*** Opening Task inputs ***
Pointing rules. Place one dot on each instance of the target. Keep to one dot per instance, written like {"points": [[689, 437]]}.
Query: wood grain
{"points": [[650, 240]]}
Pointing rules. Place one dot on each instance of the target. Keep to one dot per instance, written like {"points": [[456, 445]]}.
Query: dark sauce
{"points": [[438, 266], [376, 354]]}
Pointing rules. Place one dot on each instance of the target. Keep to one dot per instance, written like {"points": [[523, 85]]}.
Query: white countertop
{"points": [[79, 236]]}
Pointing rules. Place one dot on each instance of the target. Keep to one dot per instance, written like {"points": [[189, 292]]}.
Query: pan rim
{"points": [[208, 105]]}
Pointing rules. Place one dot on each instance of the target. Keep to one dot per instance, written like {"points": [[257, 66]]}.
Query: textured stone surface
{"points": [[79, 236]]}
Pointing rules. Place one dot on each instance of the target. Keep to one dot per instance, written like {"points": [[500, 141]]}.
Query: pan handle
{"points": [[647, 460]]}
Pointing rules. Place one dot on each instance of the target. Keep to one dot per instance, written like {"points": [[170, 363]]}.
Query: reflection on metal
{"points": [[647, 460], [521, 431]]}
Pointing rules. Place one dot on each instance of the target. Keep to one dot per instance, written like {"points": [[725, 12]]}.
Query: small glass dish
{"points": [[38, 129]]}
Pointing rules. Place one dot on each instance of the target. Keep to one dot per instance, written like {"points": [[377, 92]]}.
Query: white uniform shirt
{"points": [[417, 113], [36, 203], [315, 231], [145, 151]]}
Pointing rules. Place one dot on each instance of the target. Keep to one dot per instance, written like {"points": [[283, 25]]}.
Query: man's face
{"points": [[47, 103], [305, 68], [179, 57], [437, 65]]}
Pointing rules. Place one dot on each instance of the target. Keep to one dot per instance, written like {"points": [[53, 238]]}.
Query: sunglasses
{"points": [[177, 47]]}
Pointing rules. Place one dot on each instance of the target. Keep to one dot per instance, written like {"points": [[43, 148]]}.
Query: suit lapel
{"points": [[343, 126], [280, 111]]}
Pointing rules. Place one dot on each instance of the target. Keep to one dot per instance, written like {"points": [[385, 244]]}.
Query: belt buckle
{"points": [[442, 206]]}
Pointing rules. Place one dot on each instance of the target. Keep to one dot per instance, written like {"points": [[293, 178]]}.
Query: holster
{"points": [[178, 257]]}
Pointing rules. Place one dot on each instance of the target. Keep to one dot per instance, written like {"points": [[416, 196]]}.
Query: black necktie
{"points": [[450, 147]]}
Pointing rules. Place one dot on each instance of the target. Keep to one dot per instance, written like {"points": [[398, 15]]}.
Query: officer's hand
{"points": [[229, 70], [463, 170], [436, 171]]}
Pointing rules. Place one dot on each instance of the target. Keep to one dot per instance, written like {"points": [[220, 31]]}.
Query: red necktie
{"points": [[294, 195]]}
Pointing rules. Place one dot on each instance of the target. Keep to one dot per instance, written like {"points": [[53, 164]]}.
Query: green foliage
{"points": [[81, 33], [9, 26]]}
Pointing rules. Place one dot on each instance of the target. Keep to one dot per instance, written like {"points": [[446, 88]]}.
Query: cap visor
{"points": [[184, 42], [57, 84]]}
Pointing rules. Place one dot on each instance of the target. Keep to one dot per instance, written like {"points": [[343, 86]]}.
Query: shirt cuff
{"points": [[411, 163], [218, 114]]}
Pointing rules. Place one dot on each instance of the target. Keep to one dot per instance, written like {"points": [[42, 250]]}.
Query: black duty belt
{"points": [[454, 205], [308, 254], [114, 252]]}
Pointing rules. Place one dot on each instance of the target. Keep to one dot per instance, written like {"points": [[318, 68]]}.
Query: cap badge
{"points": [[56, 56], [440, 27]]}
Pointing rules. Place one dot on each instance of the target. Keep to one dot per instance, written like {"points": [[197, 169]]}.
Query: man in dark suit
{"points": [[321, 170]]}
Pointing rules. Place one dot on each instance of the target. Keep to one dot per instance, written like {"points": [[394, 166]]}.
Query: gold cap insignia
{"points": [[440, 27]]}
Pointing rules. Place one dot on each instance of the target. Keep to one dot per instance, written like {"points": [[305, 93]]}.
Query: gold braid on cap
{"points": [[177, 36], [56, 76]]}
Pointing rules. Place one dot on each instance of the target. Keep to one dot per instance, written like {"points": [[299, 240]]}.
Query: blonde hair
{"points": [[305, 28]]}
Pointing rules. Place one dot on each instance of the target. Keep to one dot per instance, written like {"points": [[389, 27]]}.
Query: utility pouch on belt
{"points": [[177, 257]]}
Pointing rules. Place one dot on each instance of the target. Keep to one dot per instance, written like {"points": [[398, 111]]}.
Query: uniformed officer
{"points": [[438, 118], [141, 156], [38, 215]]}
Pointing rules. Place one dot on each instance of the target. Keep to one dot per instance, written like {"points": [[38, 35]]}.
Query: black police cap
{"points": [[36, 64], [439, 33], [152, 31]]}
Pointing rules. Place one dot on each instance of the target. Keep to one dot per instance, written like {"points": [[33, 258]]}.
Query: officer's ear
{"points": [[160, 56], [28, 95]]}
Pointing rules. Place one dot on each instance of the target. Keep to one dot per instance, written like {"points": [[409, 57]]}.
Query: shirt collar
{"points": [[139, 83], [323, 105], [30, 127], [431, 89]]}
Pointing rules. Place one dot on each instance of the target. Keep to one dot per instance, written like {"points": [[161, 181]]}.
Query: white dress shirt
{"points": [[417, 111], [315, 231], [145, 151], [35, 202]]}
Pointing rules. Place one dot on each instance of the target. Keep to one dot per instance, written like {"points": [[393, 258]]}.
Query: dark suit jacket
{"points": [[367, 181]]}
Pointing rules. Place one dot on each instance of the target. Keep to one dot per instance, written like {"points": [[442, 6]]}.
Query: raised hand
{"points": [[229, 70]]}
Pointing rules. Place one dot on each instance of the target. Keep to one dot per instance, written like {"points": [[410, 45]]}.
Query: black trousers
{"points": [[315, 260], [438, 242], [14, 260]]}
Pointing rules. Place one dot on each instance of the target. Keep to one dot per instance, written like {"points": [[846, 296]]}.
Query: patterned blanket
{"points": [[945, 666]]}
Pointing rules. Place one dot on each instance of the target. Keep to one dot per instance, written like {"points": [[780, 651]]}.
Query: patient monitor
*** Closing Task inputs ***
Repeat the whole listing, keeping every word exact.

• _Response for this exercise_
Pointing rules. Place one dot on each instance of the target. Keep to one dot per instance, written like {"points": [[689, 437]]}.
Query: wood grain
{"points": [[650, 240]]}
Pointing rules. Place one dot on each instance of the target. Keep to one dot per instance, written like {"points": [[456, 445]]}.
Query: dark sauce
{"points": [[438, 266], [376, 354]]}
Pointing rules. Place one dot on each instance of the target. Keep to one dot per instance, written like {"points": [[523, 85]]}.
Query: white countertop
{"points": [[79, 236]]}
Pointing rules. Place one dot on each instance of the target. Keep to one dot per instance, written like {"points": [[189, 292]]}.
Query: pan rim
{"points": [[208, 105]]}
Pointing rules. Place one dot on each instance of the target. Keep to one dot per instance, written like {"points": [[257, 66]]}.
Query: textured stone surface
{"points": [[79, 236]]}
Pointing rules. Place one dot on each instance of the target. Keep to one dot per instance, written like {"points": [[500, 141]]}.
Query: pan handle
{"points": [[647, 460]]}
Pointing rules. Place one dot on each instance of the target. Keep to one dot per instance, written like {"points": [[170, 363]]}.
Query: reflection on metal
{"points": [[647, 460], [521, 431]]}
Pointing rules. Place one dot on each instance of the target. Keep to one dot per instance, written like {"points": [[725, 12]]}.
Query: small glass dish
{"points": [[38, 129]]}
Pointing rules. Place one dot on each instance of the target. Keep to one dot per instance, written like {"points": [[377, 92]]}.
Query: white uniform shirt
{"points": [[417, 113], [36, 203], [315, 231], [145, 151]]}
Pointing rules. Place one dot on each instance of the target. Keep to one dot per instance, written like {"points": [[283, 25]]}.
Query: man's face
{"points": [[47, 103], [305, 68], [179, 57], [437, 65]]}
Pointing rules. Place one dot on each instance of the target. Keep to one dot per instance, written like {"points": [[53, 238]]}.
Query: sunglasses
{"points": [[177, 47]]}
Pointing rules. Place one dot on each instance of the target. Keep to one dot per instance, written like {"points": [[43, 148]]}.
Query: suit lapel
{"points": [[343, 126], [280, 111]]}
Pointing rules. Place one dot on each instance of the target. Keep to one dot per instance, written like {"points": [[385, 244]]}.
Query: belt buckle
{"points": [[442, 206]]}
Pointing rules. Place one dot on each instance of the target. Keep to one dot per instance, written like {"points": [[293, 178]]}.
Query: holster
{"points": [[178, 257]]}
Pointing rules. Place one dot on each instance of the target. Keep to one dot per instance, written like {"points": [[416, 196]]}.
Query: black necktie
{"points": [[450, 147]]}
Pointing rules. Place one dot on each instance of the target. Keep to one dot per instance, written like {"points": [[398, 15]]}.
Query: officer's hand
{"points": [[229, 70], [463, 170], [436, 171]]}
Pointing rules. Place one dot on each instance of the target. Keep to one dot per instance, written like {"points": [[220, 31]]}.
Query: red necktie
{"points": [[294, 195]]}
Pointing rules. Place one dot on each instance of the target. Keep to one dot per instance, written like {"points": [[53, 164]]}.
Query: green foliage
{"points": [[81, 33], [9, 26]]}
Pointing rules. Place one dot on each instance of the target. Keep to one dot per instance, written like {"points": [[446, 88]]}.
Query: cap visor
{"points": [[184, 42], [57, 84]]}
Pointing rules. Place one dot on each instance of the target. Keep to one dot per instance, written like {"points": [[343, 86]]}.
Query: shirt cuff
{"points": [[411, 163], [218, 114]]}
Pointing rules. Place one dot on each instance of the target. Keep to one dot per instance, written like {"points": [[42, 250]]}.
Query: black duty belt
{"points": [[454, 205], [308, 254], [114, 252]]}
Pointing rules. Place one dot on each instance of the target. Keep to one dot per instance, written like {"points": [[318, 68]]}.
Query: cap badge
{"points": [[56, 56], [440, 27]]}
Pointing rules. Place one dot on each instance of the target. Keep to one dot per instance, written like {"points": [[197, 169]]}.
Query: man in dark suit
{"points": [[321, 170]]}
Pointing rules. Place one dot on each instance of the target. Keep to one dot per instance, written like {"points": [[394, 166]]}.
Query: gold cap insignia
{"points": [[440, 27]]}
Pointing rules. Place one dot on each instance of the target. Keep to one dot per instance, written like {"points": [[305, 93]]}.
Query: gold braid on cap
{"points": [[177, 36], [56, 76]]}
Pointing rules. Place one dot on each instance of the target. Keep to one dot per instance, written like {"points": [[299, 240]]}.
Query: blonde hair
{"points": [[305, 28]]}
Pointing rules. Place one dot on each instance of the target. Keep to one dot per instance, written like {"points": [[389, 27]]}.
Query: utility pouch on belt
{"points": [[177, 257]]}
Pointing rules. Place one dot on each instance of the target. Keep to one dot per instance, written like {"points": [[398, 111]]}.
Query: uniformed officer
{"points": [[438, 118], [141, 156], [38, 215]]}
Pointing rules. Place one dot on each instance of the target. Keep to one dot per instance, written like {"points": [[38, 35]]}.
Query: black police cap
{"points": [[36, 64], [439, 33], [152, 31]]}
Pointing rules. Place one dot on each instance of the target. Keep to one dot per instance, written like {"points": [[33, 258]]}.
Query: officer's ear
{"points": [[160, 56], [28, 95]]}
Pointing rules. Place one dot on each instance of the target. Keep to one dot per instance, written like {"points": [[409, 57]]}.
Query: shirt collar
{"points": [[139, 83], [323, 105], [30, 127], [431, 89]]}
Pointing rules. Place one dot on each instance of the target. Keep to one dot per instance, written like {"points": [[161, 181]]}.
Query: white dress shirt
{"points": [[417, 111], [315, 231], [145, 151], [35, 202]]}
Pointing rules. Place one dot on each instance of the target. Keep to one dot per instance, written like {"points": [[393, 258]]}.
Query: dark suit jacket
{"points": [[367, 181]]}
Pointing rules. Place one dot on each instance of the target. Keep to one dot per instance, written like {"points": [[442, 6]]}.
Query: raised hand
{"points": [[229, 70]]}
Pointing rules. Place one dot on each instance of the target. Keep to one dot per instance, written like {"points": [[410, 45]]}.
Query: black trousers
{"points": [[315, 260], [438, 242], [14, 260]]}
Pointing rules. Place one dot on each instance of the target. Keep to one dot per instance, written like {"points": [[846, 296]]}.
Query: patterned blanket
{"points": [[945, 666]]}
Pointing rules. Place one dot on each instance of the target. Keep to one dot per instance, written like {"points": [[780, 651]]}.
Query: patient monitor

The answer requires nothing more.